(685c) INVITED: Design and Function of Programmable Biomaterials for the Study and Application of Mechanobiology

In vitro studies have begun to elucidate the principles through which extracellular matrix (ECM) behavior supports and regulates morphogenesis. In recent years, engineered two- and three-dimensional substrates and scaffolds have provided increasingly powerful tools with which to investigate the relationships between cell mechanical behavior and ECM composition and organization. As engineered in vitro environments become more accurate biochemical and biophysical tools for investigating and modeling in vivo environments, the critical next step for many areas of cell biomechanics and mechanobiology will be incorporation of increased programmable physical functionality into the environments.

Motivated by the potential to improve human health through tissue engineering and regenerative medicine, we have been investigating programmable biomaterials for the study and application of mechanobiology [1]. This presentation will present ongoing work on programmable cell culture substrates, which we refer to as active cell culture substrates. These substrates, which exploit the functionality of shape memory polymers, can be programmed to change surface topography during cell culture.

# Material supplied

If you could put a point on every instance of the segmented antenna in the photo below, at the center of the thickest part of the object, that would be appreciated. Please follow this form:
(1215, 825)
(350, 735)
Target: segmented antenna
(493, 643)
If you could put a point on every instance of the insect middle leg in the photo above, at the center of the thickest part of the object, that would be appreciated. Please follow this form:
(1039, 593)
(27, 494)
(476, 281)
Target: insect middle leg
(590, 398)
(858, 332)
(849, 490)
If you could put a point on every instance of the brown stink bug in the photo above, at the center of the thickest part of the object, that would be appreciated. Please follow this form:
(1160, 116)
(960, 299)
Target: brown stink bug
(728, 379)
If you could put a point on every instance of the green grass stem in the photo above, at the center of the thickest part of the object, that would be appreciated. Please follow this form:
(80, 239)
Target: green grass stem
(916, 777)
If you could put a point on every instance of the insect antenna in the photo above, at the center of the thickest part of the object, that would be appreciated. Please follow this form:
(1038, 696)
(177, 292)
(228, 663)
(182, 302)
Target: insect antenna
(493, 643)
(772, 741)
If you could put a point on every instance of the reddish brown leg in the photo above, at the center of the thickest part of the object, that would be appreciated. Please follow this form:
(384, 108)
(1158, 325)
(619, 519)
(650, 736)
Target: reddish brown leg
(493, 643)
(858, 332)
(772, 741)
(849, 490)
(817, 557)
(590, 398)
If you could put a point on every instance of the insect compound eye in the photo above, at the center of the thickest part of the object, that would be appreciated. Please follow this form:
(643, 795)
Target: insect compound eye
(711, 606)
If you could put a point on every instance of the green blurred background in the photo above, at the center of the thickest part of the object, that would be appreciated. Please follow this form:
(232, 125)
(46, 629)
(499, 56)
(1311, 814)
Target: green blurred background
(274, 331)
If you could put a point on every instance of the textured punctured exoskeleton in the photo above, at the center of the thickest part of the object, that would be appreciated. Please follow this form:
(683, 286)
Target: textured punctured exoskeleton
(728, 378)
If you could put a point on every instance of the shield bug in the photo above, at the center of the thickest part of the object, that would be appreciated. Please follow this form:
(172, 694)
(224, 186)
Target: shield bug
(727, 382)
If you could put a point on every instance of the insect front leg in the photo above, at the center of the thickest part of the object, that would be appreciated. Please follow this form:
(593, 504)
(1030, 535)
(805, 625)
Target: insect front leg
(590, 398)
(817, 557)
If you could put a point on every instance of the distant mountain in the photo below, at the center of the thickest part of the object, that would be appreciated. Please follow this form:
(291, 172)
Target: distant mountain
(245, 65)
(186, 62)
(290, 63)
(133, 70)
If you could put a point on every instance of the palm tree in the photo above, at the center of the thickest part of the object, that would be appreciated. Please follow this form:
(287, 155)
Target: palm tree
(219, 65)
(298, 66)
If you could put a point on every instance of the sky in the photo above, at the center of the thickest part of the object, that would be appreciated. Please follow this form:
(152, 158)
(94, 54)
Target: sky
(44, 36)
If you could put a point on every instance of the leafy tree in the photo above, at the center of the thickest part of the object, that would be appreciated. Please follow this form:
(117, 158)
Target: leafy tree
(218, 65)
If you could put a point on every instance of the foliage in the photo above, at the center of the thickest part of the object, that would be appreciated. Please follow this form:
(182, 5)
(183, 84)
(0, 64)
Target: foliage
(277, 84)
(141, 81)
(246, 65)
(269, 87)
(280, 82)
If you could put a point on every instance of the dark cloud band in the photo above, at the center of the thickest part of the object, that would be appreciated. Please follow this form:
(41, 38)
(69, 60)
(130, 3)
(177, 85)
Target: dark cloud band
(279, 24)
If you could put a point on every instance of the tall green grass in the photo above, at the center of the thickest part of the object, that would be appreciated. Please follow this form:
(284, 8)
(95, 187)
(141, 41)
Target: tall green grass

---

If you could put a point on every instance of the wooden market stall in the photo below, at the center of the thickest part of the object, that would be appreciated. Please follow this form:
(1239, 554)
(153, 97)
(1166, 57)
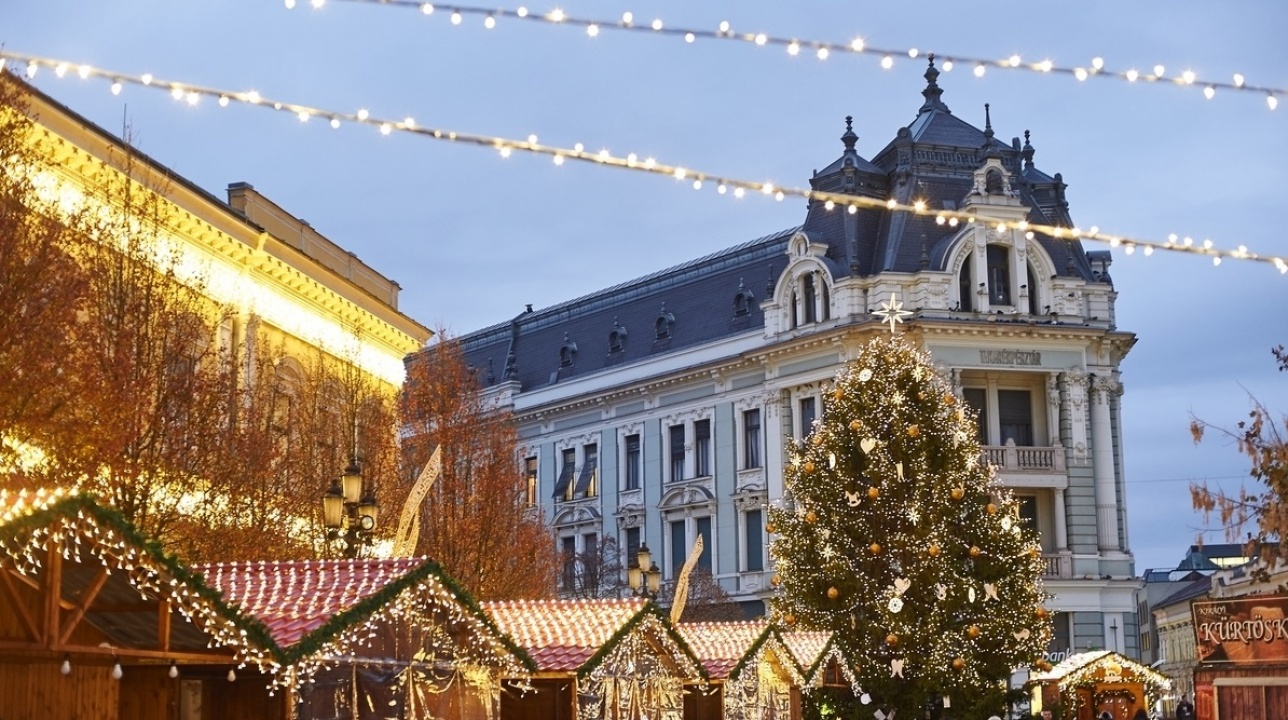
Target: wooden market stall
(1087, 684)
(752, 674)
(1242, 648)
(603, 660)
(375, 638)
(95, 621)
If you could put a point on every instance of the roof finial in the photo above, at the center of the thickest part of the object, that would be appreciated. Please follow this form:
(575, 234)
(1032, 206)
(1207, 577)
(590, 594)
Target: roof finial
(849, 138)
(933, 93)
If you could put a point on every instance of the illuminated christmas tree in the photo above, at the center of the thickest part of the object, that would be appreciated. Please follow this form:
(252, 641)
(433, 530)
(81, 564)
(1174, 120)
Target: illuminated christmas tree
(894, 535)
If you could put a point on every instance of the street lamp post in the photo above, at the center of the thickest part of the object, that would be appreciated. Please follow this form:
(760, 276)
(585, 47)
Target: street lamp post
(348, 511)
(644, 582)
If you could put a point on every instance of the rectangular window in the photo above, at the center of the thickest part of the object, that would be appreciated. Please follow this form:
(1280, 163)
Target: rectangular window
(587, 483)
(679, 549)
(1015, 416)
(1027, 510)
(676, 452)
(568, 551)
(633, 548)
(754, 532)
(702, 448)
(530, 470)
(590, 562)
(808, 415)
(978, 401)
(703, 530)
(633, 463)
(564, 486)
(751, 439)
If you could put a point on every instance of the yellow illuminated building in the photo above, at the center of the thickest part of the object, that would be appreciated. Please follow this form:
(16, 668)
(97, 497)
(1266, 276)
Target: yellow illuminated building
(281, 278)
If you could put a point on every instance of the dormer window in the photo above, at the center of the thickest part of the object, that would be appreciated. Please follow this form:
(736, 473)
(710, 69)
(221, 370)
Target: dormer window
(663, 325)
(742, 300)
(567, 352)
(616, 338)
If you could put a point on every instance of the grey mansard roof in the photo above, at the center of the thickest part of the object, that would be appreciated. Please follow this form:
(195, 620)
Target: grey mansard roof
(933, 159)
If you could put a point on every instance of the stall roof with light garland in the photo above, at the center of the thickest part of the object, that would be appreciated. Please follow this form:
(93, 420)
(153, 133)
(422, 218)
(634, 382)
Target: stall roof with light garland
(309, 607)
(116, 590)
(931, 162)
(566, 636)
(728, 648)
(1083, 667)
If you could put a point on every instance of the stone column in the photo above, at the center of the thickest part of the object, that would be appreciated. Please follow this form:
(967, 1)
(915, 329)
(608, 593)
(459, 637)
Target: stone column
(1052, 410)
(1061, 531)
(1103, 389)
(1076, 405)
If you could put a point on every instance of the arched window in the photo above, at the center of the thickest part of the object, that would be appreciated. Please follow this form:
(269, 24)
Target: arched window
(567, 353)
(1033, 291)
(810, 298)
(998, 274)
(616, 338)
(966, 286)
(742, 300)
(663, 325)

# Problem statement
Continue the passage on programmable biomaterials for mechanobiology, starting after its last sentence about substrates that change surface topography during cell culture.

# Written response
The results to be presented demonstrate control of cell behavior through shape-memory-activated topographic changes and introduce the use of active cell culture substrates for investigation of mechanotransduction, cell biomechanical function, and cell soft-matter physics. The talk will discuss the potential for these new approaches to be extended to tissue engineering and regenerative medicine. Particular emphasis will be placed on the role of cell-biomaterial interactions in the design and function of these new materials.

[1] Davis, et al., Biomaterials 32(9): 2285-2293, 2011.